== ESTRATTO SELEZIONATO ==
----------------------------------------

Cogenerazione nucleare: report NEA

La Nuclear Energy Agency (NEA) ha pubblicato un report sulle sfide e le opportunità della cogenerazione da nucleare. Infatti l’energia nucleare è un’importante fonte di elettricità, ma può dare il suo contributo anche per altre attività: teleriscaldamento, desalinizzazione o altre forme di calore per applicazioni industriali sono già in atto in circa 67 reattori nel mondo. I reattori attuali possono fornire energia termica sotto i 300°C, ma i reattori avanzati possono avere temperature in uscita molto più alte. Vi consigliamo dunque questo studio qui linkato che prende in considerazione gli aspetti economici e tecnici di un possibile sviluppo della cogenerazione, legato anche alla capacità di competere con le soluzioni tecniche che andrebbero a sostituire (una su tutte: gas)

EDF e la nazionalizzazione

Con l’intenzione di assicurare sicurezza energetica per il Paese, il governo francese ha annunciato l’intenzione di nazionalizzare completamente EDF – al momento già all’84% statale. L’OPA da 9.7 miliardi di euro vuole mettere al sicuro la Francia, cercando di tenere a bada i prezzi dell’energia schizzati a causa della situazione geopolitica. Lo scorso febbraio infatti Macron aveva già annunciato un rilancio del programma nucleare con la costruzione di sei nuovi reattori, e la possibilità si ulteriori 8, costruiti ed operati da EDF, con decine di miliardi di euro di fondi pubblici da mobilitare per finanziare i progetti e mettere al sicuro le finanze aziendali.       pic EDF

L’Occidente ha dimenticato come costruire impianti nucleari?

----------------------------------------

Secondo l'estratto sul nucleare, quali usi dell'energia nucleare diversi dalla produzione di elettricità sono già in atto in circa 67 reattori nel mondo? Elencali tutti.

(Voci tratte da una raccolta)
----------------------------------------

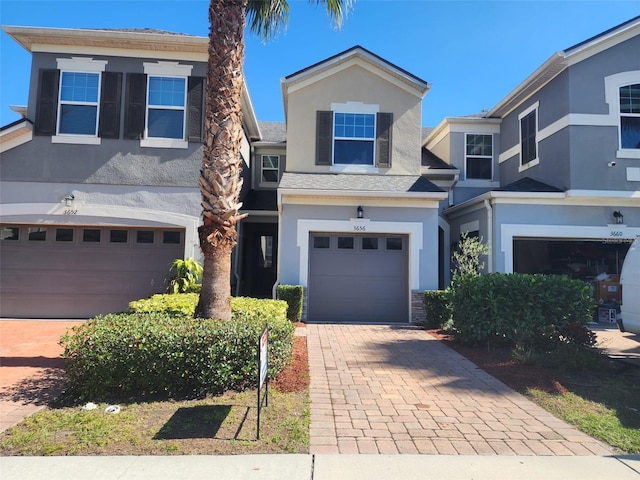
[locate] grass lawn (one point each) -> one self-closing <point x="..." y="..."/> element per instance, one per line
<point x="602" y="399"/>
<point x="219" y="425"/>
<point x="216" y="425"/>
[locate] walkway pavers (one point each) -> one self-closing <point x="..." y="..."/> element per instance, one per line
<point x="395" y="389"/>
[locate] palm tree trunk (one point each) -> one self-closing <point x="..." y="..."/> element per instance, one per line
<point x="220" y="181"/>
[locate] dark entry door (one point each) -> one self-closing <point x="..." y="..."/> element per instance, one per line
<point x="259" y="260"/>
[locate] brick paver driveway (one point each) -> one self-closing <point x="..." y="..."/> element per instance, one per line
<point x="30" y="366"/>
<point x="395" y="389"/>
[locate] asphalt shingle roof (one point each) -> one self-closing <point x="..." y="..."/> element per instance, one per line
<point x="527" y="184"/>
<point x="273" y="132"/>
<point x="431" y="160"/>
<point x="349" y="182"/>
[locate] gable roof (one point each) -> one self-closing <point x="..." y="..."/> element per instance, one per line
<point x="347" y="183"/>
<point x="356" y="55"/>
<point x="431" y="160"/>
<point x="563" y="59"/>
<point x="353" y="51"/>
<point x="126" y="42"/>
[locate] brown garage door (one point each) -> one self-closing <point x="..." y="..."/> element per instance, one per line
<point x="358" y="278"/>
<point x="81" y="271"/>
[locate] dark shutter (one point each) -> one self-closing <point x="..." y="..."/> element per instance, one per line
<point x="324" y="137"/>
<point x="384" y="122"/>
<point x="135" y="104"/>
<point x="195" y="114"/>
<point x="47" y="106"/>
<point x="110" y="100"/>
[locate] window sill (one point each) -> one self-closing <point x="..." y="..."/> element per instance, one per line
<point x="528" y="165"/>
<point x="163" y="143"/>
<point x="628" y="153"/>
<point x="353" y="169"/>
<point x="76" y="139"/>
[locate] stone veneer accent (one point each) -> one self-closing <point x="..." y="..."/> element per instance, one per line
<point x="417" y="307"/>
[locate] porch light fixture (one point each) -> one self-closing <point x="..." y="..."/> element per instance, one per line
<point x="619" y="218"/>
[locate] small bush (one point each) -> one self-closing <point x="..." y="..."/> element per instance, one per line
<point x="179" y="304"/>
<point x="528" y="311"/>
<point x="169" y="355"/>
<point x="293" y="295"/>
<point x="183" y="275"/>
<point x="437" y="308"/>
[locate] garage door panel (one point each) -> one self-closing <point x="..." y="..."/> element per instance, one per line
<point x="81" y="279"/>
<point x="58" y="306"/>
<point x="356" y="284"/>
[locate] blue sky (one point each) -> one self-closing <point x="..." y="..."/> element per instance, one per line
<point x="472" y="52"/>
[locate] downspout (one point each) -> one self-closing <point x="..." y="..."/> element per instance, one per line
<point x="487" y="205"/>
<point x="274" y="289"/>
<point x="236" y="256"/>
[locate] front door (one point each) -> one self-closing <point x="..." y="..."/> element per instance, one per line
<point x="259" y="259"/>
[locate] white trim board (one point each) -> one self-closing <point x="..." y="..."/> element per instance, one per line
<point x="608" y="232"/>
<point x="355" y="225"/>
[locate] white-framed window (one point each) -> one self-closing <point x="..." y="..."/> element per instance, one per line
<point x="478" y="156"/>
<point x="78" y="100"/>
<point x="528" y="122"/>
<point x="354" y="137"/>
<point x="270" y="169"/>
<point x="78" y="105"/>
<point x="166" y="107"/>
<point x="630" y="117"/>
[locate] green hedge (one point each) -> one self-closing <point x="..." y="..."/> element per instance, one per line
<point x="519" y="309"/>
<point x="437" y="307"/>
<point x="169" y="355"/>
<point x="293" y="295"/>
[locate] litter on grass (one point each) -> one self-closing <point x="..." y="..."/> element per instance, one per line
<point x="112" y="409"/>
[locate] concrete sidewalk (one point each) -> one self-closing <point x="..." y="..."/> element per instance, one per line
<point x="322" y="467"/>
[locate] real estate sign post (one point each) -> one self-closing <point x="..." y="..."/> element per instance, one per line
<point x="263" y="380"/>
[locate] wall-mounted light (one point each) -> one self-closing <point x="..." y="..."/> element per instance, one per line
<point x="619" y="218"/>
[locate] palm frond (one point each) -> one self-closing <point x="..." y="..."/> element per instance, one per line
<point x="267" y="17"/>
<point x="337" y="10"/>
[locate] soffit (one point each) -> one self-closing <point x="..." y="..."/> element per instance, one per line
<point x="43" y="39"/>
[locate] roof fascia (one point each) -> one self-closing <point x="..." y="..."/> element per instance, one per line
<point x="35" y="39"/>
<point x="312" y="193"/>
<point x="15" y="134"/>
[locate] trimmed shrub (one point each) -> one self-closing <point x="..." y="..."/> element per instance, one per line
<point x="528" y="311"/>
<point x="293" y="295"/>
<point x="437" y="307"/>
<point x="183" y="274"/>
<point x="173" y="355"/>
<point x="176" y="304"/>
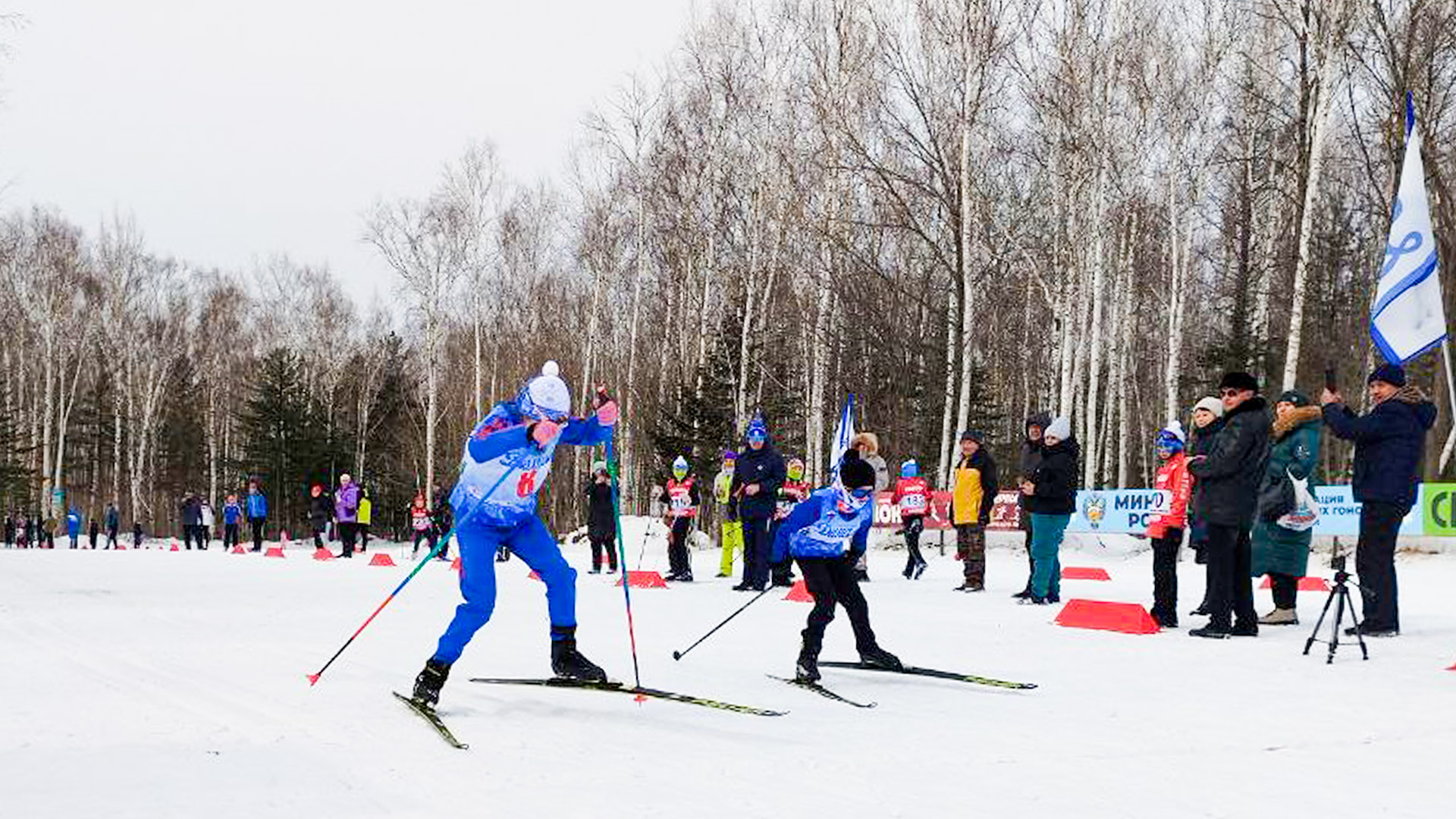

----------------------------------------

== RISPOSTA AL COMPITO ==
- Teleriscaldamento
- Desalinizzazione
- Altre forme di calore per applicazioni industriali